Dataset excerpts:
_____

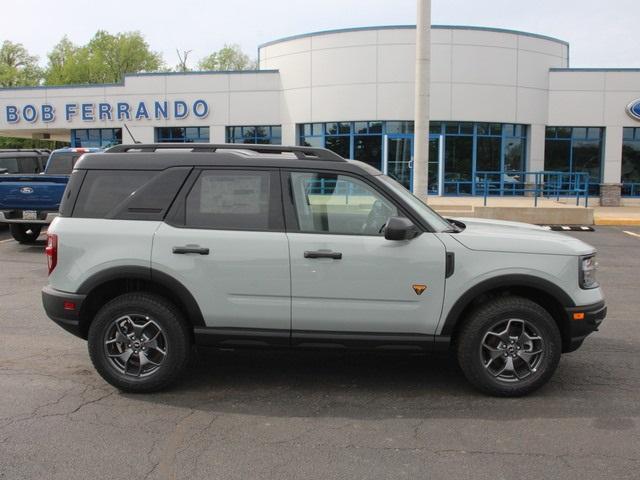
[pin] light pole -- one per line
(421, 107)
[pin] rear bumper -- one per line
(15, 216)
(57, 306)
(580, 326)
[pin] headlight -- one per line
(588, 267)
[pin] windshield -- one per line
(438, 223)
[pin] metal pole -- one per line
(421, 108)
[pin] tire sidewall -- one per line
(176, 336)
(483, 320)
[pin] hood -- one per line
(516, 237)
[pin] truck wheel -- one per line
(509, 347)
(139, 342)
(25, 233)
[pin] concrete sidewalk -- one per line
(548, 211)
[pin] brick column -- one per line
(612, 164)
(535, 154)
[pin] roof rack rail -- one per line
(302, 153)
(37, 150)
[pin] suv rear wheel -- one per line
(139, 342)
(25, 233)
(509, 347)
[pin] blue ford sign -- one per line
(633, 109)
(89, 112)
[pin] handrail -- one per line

_____

_Aim of the task_
From the line containing "[pin] windshield -- one per line" to the final line of the data, repeat each line exactly. Include both ends.

_Written solution_
[pin] windshield -- one per line
(438, 223)
[pin] metal pole -- one per line
(421, 108)
[pin] tire sidewall -- one per line
(176, 336)
(483, 320)
[pin] hood -- one per line
(516, 237)
[pin] truck wheel -- one per line
(509, 347)
(139, 342)
(25, 233)
[pin] concrete sidewalk -- one per line
(548, 211)
[pin] brick column -- one per line
(612, 164)
(535, 154)
[pin] roof rack rail -- one per line
(302, 153)
(37, 150)
[pin] suv rear wheel -- one per line
(139, 342)
(25, 233)
(509, 347)
[pin] blue ford sign -- one per line
(633, 109)
(89, 112)
[pin] handrail -- one per line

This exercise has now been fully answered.